Exercise
Word for word, retype the tail of the data below, starting with the line that has "In this exercise you will indicate the gray sweatshirt" and including the last line.

[Given data — start]

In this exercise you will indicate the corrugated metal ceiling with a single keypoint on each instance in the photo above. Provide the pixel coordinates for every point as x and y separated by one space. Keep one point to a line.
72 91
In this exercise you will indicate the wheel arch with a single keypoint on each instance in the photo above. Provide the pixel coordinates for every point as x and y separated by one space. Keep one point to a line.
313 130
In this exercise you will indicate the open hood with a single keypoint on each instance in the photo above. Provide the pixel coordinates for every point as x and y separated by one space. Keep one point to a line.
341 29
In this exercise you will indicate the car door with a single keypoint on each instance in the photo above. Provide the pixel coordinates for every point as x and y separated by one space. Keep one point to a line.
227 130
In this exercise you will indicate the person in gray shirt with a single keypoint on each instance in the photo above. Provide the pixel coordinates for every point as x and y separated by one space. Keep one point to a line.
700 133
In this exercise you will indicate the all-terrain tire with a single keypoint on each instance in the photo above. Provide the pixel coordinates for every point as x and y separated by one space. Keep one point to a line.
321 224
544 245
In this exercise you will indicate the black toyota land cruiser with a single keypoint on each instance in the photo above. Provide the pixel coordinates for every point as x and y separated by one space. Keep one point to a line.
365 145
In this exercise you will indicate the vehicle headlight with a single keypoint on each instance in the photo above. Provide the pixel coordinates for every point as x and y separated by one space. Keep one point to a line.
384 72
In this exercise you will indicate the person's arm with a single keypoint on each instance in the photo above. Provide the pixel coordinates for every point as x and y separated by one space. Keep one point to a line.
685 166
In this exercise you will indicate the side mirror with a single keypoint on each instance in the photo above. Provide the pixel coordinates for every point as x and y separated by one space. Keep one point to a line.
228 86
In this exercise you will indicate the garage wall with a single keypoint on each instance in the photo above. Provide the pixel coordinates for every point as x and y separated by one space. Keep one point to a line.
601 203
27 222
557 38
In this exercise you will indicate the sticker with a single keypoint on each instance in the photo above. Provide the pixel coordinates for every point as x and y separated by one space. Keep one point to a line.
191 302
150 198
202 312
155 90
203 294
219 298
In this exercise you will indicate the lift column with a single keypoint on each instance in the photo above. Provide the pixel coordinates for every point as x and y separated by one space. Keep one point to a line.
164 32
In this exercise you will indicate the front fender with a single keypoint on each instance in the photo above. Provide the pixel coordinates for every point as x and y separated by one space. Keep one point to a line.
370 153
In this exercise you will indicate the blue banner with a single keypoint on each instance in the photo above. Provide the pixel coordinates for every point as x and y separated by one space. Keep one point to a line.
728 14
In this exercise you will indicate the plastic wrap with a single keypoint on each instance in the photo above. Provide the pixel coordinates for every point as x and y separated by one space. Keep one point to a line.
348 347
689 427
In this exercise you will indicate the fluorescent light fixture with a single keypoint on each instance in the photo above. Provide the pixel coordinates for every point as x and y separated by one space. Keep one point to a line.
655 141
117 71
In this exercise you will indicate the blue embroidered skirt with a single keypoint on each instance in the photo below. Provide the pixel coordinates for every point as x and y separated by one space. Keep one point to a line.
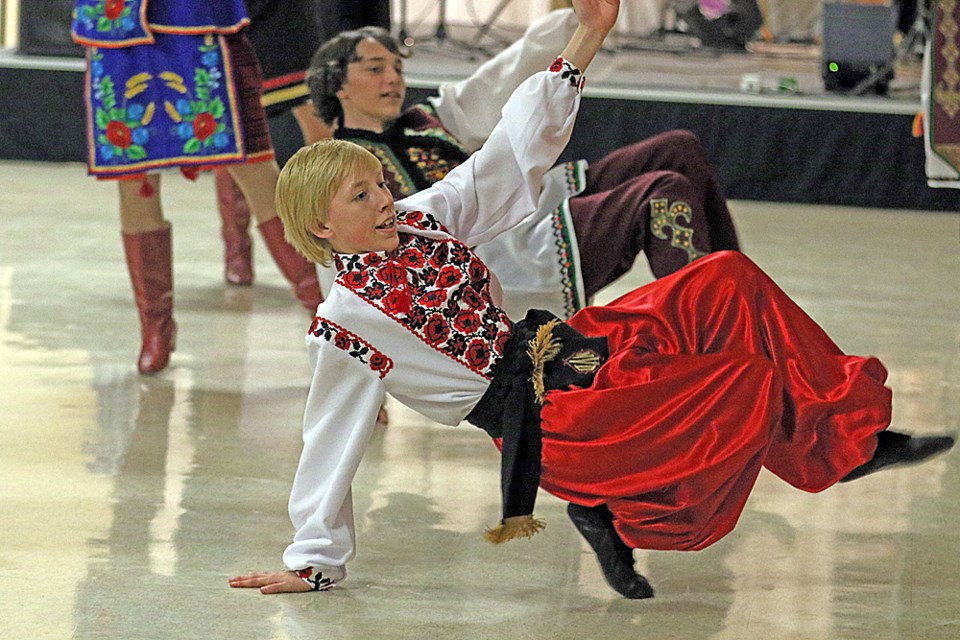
188 101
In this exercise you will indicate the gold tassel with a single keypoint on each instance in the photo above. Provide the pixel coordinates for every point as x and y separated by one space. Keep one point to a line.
514 527
542 349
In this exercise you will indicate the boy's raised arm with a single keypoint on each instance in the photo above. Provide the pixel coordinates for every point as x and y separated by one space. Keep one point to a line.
499 186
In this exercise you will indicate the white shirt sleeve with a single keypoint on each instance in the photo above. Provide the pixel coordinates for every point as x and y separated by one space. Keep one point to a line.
340 417
499 186
470 108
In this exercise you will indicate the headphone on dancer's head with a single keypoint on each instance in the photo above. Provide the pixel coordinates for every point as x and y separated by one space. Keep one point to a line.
328 68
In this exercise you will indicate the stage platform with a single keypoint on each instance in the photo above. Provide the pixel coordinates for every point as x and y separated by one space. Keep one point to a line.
809 147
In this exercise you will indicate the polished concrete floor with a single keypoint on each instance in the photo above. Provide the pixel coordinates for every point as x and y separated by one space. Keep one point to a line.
127 501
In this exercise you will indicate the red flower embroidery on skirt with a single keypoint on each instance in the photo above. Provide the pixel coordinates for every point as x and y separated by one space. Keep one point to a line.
118 134
204 126
113 8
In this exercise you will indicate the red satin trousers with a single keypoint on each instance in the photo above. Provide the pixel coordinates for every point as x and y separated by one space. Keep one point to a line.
714 372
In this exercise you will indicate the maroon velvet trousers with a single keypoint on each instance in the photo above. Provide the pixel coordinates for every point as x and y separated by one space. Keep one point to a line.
659 196
713 374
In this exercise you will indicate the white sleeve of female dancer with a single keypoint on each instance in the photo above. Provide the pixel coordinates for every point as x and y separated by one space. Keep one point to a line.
339 418
470 108
499 186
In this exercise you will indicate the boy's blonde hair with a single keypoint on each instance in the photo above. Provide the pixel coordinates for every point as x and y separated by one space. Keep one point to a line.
307 184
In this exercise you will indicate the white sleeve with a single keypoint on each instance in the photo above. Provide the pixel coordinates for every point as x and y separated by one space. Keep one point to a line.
499 186
470 109
340 417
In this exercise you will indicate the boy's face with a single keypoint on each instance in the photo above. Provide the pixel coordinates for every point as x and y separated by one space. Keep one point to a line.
361 217
373 92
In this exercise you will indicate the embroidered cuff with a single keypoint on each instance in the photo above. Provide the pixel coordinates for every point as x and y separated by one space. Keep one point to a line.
316 580
568 72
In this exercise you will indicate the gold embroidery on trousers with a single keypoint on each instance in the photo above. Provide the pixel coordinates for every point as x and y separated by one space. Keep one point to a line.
664 215
584 361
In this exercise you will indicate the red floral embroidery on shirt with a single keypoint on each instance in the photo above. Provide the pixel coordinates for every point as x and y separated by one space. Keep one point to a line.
436 288
352 344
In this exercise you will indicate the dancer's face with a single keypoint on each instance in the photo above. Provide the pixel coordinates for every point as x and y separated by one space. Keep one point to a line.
361 217
372 94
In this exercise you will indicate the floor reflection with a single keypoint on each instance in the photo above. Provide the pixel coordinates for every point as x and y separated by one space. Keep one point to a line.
127 501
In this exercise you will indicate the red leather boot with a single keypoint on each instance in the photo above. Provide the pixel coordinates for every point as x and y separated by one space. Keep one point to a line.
301 273
150 261
235 219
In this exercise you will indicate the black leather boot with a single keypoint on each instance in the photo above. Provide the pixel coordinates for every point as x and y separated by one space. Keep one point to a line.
897 448
615 557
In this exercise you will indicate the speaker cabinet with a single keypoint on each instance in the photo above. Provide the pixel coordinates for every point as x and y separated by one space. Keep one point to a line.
45 28
858 50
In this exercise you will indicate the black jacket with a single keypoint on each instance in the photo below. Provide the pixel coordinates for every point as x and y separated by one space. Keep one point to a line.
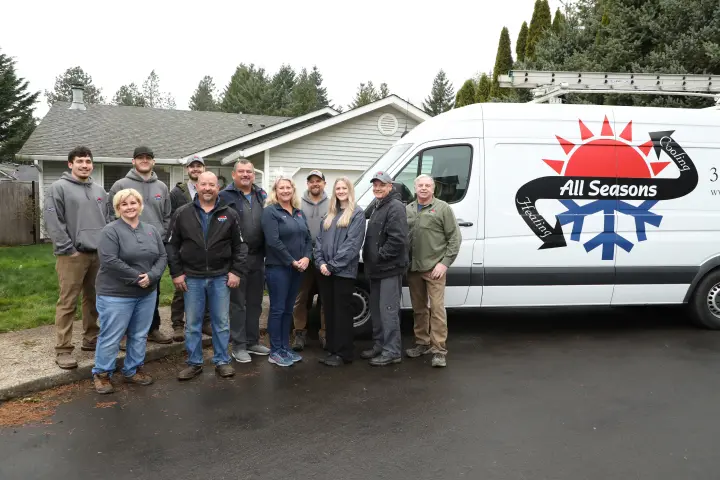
250 215
190 254
385 253
179 196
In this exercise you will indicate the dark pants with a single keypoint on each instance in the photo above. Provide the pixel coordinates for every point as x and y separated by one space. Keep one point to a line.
156 314
385 312
337 293
283 285
246 304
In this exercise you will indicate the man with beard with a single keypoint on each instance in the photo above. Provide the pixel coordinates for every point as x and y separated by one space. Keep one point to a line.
181 194
247 199
206 255
156 211
314 205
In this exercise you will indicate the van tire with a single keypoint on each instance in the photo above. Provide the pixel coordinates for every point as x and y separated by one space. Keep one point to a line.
705 302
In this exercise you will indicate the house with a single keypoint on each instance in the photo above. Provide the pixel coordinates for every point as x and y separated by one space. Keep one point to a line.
337 143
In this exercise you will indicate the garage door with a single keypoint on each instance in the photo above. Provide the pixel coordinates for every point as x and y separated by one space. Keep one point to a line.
300 178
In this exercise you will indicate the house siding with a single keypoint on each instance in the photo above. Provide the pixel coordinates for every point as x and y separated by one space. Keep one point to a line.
349 147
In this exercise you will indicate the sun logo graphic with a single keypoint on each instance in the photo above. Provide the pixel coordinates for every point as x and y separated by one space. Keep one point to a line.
606 173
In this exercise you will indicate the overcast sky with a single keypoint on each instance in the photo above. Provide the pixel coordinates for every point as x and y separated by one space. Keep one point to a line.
392 41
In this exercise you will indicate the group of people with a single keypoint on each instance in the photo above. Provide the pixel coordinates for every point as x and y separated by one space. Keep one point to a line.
222 247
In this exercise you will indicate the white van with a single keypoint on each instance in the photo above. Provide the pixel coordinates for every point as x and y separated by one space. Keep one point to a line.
570 204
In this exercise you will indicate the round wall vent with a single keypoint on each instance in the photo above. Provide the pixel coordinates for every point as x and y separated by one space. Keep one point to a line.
387 124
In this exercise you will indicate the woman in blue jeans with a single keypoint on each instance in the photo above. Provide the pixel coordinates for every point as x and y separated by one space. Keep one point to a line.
288 247
132 260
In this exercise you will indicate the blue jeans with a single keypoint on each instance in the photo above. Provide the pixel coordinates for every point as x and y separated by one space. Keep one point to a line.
218 297
119 316
283 285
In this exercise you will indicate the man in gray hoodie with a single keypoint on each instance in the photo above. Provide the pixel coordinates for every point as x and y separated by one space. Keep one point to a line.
75 212
157 211
314 205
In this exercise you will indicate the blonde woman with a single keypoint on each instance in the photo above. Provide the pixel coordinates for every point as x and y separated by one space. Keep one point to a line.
337 254
132 260
288 247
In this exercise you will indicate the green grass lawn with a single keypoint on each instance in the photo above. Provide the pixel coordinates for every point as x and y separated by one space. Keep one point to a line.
29 290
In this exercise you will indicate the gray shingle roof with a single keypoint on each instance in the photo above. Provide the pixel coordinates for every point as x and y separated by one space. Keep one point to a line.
114 131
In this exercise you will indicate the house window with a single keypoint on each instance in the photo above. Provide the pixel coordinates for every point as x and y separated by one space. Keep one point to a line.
113 173
449 166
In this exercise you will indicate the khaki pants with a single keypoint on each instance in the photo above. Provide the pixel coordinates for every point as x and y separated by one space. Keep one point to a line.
303 302
76 274
430 323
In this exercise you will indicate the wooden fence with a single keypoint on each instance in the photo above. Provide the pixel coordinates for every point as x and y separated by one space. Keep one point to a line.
19 213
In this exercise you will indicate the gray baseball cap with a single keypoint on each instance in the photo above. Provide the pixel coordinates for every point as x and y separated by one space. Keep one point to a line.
195 158
382 176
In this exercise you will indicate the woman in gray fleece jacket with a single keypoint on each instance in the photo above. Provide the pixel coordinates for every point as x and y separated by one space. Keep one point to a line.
337 254
132 260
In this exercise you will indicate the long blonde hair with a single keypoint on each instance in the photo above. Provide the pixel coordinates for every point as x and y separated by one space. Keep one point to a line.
344 219
272 197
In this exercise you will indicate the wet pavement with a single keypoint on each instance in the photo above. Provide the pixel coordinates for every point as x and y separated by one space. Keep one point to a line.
584 394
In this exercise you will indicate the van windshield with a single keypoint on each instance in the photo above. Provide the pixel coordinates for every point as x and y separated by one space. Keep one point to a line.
362 184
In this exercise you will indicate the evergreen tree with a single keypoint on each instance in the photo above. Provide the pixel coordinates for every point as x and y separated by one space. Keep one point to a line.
630 41
442 96
503 62
129 96
558 22
521 43
366 94
154 98
541 22
466 95
308 95
16 108
280 91
205 95
248 91
482 92
384 91
62 92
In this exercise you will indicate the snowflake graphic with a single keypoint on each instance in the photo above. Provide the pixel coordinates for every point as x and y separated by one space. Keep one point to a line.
606 155
608 238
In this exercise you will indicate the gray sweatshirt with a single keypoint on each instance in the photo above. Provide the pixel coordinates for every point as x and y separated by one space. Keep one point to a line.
314 212
339 247
156 198
125 253
75 213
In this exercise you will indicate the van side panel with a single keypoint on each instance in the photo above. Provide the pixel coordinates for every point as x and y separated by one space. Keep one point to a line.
667 240
526 262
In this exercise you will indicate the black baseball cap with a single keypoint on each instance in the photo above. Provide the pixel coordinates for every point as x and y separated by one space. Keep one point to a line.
143 150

[Given data — finish]

Written answer
In this exercise you will indicate the gray sweatshirt with a single keypoint on each instance in the photo above. Provide the pixel coordinates for every point as x and y separated by one space. Keep one point to a line.
314 212
339 247
156 198
125 253
75 213
In this exercise you will indicate the van side panel with a single keypoint on each instance in the photo above. Provide the pixel coordinates for every point as x and y separated by one space. Keep one point to a line.
667 240
526 262
In this exercise you will indicate the black baseball cap with a single keypoint on each instance in the photo above. Provide the pixel coordinates for every point as x and y separated by one space. Keep one point to a line.
143 150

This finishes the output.